[Given passage]:

******************************

This is the universal challenge facing all Chinese entrepreneurs going global: cultural barriers between nations and ethnicities. As a result, most Web2 companies adopt aggressive localization strategies to bridge cultural gaps.
But in Web3.0, you only need to master one culture: “GM, WAGMI, LFG, APE…” Web3 culture transcends national and ethnic boundaries, creating a new foundation. A single global language system where making money is the ultimate consensus.
This marks a key shift from Web2 to Web3—one requiring deeper understanding of community and culture, rather than assuming technical or product superiority grants “dimensional dominance” in Web3.
Conversely, once you grasp and immerse yourself in this cultural narrative, globalization becomes easier, cheaper, and broader in reach than in Web2.
Buying the Dip on Chinese Founders
“Buy when no one cares, sell when everyone’s talking.”
In both primary and secondary markets, the greatest alphas often come from non-consensus views formed before broad agreement.
A telling example: during its early fundraising phase, almost no VCs wanted to invest in STEPN for the first three months. Western VCs didn’t get it; Chinese-background VCs looked at it and said, “Isn’t this just QuBu?” (a reference to a previous Chinese fitness-to-earn app accused of being a scam).

******************************

Coordinate annotation entries:
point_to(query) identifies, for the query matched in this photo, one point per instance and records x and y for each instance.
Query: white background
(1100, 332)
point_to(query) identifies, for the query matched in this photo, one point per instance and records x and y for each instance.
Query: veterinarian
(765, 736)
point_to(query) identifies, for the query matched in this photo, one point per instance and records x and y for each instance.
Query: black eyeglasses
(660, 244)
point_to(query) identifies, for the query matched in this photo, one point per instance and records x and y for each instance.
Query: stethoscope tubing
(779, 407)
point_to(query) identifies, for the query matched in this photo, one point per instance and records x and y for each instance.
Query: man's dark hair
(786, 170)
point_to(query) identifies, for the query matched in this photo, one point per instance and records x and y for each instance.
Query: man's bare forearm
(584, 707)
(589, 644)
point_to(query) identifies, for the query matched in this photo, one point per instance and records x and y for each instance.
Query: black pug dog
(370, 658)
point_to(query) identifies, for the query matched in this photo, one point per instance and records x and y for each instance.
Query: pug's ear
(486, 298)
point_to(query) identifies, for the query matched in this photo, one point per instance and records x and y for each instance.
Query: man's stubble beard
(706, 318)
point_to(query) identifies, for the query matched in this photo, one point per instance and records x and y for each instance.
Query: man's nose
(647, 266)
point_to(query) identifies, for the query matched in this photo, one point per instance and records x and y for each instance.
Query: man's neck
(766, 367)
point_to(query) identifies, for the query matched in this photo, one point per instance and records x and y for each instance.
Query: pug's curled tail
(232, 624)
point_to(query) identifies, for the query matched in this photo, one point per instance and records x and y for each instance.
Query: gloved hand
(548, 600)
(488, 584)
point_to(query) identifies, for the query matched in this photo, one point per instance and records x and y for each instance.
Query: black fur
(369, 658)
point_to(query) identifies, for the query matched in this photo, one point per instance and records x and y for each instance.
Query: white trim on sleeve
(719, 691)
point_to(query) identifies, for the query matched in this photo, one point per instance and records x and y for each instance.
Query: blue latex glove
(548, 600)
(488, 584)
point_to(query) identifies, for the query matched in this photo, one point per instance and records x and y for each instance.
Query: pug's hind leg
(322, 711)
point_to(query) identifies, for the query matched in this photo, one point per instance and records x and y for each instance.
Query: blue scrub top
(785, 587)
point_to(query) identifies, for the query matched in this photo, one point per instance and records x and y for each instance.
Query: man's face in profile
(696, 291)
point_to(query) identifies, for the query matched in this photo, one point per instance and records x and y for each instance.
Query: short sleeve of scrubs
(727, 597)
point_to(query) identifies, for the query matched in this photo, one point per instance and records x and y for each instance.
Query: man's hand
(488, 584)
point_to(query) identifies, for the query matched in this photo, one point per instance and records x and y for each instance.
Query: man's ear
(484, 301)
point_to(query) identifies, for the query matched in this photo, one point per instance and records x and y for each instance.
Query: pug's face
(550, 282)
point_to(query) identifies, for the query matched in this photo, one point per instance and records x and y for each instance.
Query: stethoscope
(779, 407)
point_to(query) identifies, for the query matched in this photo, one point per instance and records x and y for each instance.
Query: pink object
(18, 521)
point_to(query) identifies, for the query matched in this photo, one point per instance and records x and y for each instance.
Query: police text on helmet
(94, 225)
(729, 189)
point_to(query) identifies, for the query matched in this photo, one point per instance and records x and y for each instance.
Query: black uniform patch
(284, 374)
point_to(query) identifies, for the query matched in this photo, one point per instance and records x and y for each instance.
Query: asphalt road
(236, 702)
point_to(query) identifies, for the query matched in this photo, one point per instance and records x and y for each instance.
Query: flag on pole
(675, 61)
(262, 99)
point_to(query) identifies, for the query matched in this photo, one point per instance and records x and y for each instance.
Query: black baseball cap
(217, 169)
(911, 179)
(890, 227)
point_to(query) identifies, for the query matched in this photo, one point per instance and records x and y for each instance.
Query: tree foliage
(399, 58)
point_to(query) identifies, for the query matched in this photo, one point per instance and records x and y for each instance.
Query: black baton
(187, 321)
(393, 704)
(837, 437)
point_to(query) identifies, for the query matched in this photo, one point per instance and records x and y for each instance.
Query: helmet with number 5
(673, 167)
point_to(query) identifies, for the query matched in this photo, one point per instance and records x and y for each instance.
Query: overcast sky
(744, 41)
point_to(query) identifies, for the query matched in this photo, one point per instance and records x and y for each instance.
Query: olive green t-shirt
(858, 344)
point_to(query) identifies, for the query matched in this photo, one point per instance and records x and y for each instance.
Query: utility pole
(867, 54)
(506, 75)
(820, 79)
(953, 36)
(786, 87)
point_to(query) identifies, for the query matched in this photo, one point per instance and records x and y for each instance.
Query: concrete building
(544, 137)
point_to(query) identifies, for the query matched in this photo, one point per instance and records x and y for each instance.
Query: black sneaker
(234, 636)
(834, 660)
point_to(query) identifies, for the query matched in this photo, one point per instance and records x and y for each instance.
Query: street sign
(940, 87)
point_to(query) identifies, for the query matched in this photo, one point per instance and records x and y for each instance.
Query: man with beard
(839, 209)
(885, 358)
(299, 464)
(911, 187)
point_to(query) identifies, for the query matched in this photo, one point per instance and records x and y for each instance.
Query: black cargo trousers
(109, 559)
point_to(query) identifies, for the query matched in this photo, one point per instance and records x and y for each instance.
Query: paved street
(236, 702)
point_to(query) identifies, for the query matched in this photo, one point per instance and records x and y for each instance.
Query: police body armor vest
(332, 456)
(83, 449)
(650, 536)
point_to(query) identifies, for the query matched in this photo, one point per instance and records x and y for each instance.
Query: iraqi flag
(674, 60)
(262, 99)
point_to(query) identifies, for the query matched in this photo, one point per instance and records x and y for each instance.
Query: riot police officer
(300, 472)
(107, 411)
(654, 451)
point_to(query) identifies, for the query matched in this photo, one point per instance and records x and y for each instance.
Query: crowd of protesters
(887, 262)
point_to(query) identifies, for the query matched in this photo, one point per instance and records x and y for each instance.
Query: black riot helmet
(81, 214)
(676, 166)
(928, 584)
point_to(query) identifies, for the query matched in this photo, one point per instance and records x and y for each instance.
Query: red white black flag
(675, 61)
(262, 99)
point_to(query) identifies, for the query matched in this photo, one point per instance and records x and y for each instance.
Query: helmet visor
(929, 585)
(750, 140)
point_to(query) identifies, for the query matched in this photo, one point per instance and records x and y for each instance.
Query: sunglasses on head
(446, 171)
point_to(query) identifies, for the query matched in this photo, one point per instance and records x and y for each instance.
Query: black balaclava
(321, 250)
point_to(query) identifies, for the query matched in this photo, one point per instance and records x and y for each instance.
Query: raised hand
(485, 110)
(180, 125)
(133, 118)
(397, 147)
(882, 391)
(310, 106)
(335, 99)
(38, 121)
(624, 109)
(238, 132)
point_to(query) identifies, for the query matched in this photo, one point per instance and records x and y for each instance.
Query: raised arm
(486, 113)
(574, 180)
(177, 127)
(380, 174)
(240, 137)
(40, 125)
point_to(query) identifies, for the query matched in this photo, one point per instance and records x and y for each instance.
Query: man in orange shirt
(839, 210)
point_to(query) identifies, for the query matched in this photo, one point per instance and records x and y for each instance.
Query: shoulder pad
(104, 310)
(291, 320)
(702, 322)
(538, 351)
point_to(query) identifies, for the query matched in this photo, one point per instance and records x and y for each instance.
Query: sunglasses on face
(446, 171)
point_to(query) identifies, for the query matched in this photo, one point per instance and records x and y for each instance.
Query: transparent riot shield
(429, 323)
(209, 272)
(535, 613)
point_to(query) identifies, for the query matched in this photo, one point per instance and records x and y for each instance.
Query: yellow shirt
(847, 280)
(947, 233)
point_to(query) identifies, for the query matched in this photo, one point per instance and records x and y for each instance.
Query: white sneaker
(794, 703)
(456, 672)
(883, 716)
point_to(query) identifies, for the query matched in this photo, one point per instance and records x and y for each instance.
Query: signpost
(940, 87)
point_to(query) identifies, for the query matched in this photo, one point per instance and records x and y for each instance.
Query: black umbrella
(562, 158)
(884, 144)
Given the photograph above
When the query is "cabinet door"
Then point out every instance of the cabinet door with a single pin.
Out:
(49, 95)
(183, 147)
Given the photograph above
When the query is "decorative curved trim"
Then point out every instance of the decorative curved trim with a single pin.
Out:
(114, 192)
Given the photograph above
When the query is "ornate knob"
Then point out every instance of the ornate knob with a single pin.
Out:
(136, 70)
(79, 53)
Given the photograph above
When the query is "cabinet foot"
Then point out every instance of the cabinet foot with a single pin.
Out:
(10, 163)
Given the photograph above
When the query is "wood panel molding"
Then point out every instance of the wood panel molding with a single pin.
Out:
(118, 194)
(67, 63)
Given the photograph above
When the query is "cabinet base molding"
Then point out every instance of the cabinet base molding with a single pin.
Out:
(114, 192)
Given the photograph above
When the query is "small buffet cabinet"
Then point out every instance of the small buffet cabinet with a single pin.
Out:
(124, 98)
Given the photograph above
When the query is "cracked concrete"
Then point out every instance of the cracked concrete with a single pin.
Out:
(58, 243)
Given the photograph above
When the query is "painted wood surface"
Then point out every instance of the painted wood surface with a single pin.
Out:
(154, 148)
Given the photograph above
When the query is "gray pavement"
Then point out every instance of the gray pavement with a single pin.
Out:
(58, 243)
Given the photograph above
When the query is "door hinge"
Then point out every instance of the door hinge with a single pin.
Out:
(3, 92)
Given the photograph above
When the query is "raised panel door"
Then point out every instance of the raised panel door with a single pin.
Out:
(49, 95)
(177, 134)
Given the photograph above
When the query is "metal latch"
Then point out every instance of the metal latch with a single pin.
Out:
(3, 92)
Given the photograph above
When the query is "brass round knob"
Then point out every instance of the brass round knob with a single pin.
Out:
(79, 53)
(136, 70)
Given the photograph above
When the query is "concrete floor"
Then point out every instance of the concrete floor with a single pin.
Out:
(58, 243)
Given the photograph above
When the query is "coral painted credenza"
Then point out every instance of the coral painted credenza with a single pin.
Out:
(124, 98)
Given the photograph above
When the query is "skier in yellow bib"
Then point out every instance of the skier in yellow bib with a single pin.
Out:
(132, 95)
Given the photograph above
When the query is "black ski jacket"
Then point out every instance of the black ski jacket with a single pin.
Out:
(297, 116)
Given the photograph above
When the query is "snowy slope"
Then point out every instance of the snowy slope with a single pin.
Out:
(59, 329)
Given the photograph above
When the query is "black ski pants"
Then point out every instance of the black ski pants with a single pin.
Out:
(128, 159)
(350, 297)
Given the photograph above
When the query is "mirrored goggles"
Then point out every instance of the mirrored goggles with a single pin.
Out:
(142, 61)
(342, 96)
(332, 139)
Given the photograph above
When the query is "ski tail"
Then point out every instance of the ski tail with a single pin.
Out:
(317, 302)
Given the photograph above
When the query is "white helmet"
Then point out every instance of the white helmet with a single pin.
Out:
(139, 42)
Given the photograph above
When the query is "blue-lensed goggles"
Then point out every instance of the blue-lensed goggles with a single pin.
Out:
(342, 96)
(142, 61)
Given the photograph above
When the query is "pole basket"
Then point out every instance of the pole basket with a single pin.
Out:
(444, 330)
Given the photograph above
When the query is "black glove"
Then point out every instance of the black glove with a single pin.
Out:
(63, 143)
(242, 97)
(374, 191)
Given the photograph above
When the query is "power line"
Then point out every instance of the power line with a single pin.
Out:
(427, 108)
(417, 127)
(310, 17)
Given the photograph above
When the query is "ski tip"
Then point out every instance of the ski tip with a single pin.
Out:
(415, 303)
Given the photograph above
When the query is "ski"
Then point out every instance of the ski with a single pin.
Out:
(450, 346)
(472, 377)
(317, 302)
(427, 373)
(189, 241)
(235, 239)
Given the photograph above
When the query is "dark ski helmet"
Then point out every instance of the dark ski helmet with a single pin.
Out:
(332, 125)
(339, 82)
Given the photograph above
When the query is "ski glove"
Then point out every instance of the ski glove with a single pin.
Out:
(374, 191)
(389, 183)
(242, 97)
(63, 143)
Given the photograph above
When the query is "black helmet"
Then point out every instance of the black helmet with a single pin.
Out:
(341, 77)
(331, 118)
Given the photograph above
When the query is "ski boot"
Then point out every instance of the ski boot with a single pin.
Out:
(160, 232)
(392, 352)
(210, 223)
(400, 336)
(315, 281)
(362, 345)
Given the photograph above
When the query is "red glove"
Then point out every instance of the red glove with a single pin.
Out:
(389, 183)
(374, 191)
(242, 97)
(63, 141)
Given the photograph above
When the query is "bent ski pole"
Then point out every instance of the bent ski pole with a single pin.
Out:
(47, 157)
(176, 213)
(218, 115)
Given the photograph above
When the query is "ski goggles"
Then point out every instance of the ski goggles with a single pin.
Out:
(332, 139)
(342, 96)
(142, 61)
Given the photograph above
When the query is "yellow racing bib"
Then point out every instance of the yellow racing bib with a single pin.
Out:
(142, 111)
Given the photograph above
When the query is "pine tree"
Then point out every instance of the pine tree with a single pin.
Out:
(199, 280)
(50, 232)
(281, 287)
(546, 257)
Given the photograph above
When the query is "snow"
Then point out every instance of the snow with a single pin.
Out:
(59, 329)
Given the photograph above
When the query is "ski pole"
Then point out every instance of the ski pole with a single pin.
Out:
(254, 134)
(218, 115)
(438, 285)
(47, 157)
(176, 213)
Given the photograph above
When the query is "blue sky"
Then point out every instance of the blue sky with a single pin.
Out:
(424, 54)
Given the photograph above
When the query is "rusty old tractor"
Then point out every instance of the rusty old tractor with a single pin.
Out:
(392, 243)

******************************

[Brief A]: Rewrite the portion of the Web3 passage from "Buying the Dip" to "before broad agreement.", replacing "alphas" with "returns".
[Brief B]: Write the next part of the Web3 passage, continuing after its final sentence.
These data were taken from a separate source.

[Task output A]:
Buying the Dip on Chinese Founders
“Buy when no one cares, sell when everyone’s talking.”
In both primary and secondary markets, the greatest returns often come from non-consensus views formed before broad agreement.

[Task output B]:
Only after Jason, founder of Folius Ventures, and Mable, partner at Multicoin Capital, stepped in to support and endorse the project did overseas VCs begin to show interest...
Compared to hyped-up, crowded sectors, perhaps the biggest alpha opportunities lie in overlooked, underestimated “blind spots” shaped by prejudice.
For instance, instead of chasing $1B-valuation Silicon Valley darlings, maybe spend more time looking at the real builders among Chinese entrepreneurs around you.
Recently, a traditional USD-based VC practitioner asked me how to approach today’s Web3 primary market. Honestly, I have no idea (mu ji / “don’t know”). But here’s a humble suggestion: now is precisely the time to buy the dip on outstanding Chinese entrepreneurs going global—it’s rock bottom right now.
LONG CHINESE!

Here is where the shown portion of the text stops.